**FRAGMENTO DE LECTURA:**
* * *

En la democracia el Estado existe para servir al ser humano y no el ser humano para servir al Estado. Esto significa que la persona es el principio y fin del Estado y que, por tanto, el aparato público existe con el fin de promover el libre desarrollo de la persona humana y la mejora constante de sus condiciones de vida. Abraham Lincoln lo resumió magistralmente: “La democracia es el gobierno del pueblo, por el pueblo y para el pueblo”.
De esta centralidad de la persona se derivan dos derechos fundamentales: primero, el derecho humano al buen gobierno, entiéndase, entre otros asuntos, al buen y eficiente funcionamiento de los servicios públicos; y segundo, el derecho a controlar, verificar o fiscalizar la correcta utilización de los recursos públicos.
El fundamento ético jurídico de estos derechos humanos es simple: si el poder y los recursos públicos que dan sustento al aparato público provienen del pueblo, el pueblo tiene derecho de exigir el mejor servicio posible; y quienes gobiernan están en la obligación de proporcionar no solo servicios de alta calidad, sino también de procurar el mayor bienestar a todos los habitantes del país (art. 50 de la Constitución).
El derecho al buen gobierno y el derecho a controlar son parte de una familia más amplia de derechos constitucionales relacionados con los principios de responsabilidad, legalidad, publicidad, economía, rendición de cuentas, evaluación de resultados, así como la obligación de prestar los servicios públicos de forma igualitaria (sin discriminación), continua, regular, célere, eficaz y eficiente.
Estos derechos y principios constitucionales son los que sirven de fundamento y razón de ser de la Contraloría General de la República (CGR), órgano encargado de evaluar los resultados de la actuación administrativa a la luz de los objetivos y las metas planteados por la administración activa. Competencia constitucional que incluye todas las modalidades de control, sean estos previos, concomitantes o posteriores.

* * *

**Registros de datos:**
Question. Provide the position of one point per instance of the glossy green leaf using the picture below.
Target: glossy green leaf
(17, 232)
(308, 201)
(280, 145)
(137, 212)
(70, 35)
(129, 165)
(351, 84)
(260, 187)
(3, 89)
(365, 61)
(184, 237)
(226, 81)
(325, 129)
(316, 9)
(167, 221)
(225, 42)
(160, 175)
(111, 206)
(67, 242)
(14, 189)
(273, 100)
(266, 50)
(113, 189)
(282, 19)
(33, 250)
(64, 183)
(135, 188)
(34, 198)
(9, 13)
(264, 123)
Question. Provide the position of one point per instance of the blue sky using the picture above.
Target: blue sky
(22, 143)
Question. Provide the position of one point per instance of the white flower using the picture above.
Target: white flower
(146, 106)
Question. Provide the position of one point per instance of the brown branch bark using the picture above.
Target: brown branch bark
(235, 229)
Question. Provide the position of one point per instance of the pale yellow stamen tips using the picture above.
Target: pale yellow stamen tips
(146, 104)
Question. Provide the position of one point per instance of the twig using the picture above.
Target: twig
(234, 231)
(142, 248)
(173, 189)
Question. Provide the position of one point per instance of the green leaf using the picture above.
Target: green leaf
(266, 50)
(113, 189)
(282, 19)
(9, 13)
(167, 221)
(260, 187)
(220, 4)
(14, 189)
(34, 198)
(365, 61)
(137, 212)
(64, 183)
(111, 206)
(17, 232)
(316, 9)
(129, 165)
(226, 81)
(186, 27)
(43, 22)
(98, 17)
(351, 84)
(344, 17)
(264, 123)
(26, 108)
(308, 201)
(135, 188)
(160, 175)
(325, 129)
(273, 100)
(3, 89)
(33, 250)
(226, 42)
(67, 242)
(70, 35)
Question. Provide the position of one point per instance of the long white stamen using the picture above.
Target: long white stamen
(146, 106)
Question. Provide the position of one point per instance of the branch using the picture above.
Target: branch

* * *

**PROBLEMA:**
Responda con base en el fragmento sobre el buen gobierno:
(a) ¿Qué dos derechos fundamentales se derivan de la centralidad de la persona?
(b) ¿Qué artículo de la Constitución se cita al hablar del mayor bienestar de los habitantes del país?
(c) ¿Qué modalidades de control abarca la competencia constitucional de la Contraloría General de la República?
Las filas no guardan relación alguna con el fragmento.

**SOLUCIÓN DEL EJERCICIO:**
(a) El derecho humano al buen gobierno y el derecho a controlar, verificar o fiscalizar la correcta utilización de los recursos públicos.
(b) El artículo 50.
(c) Los controles previos, concomitantes o posteriores.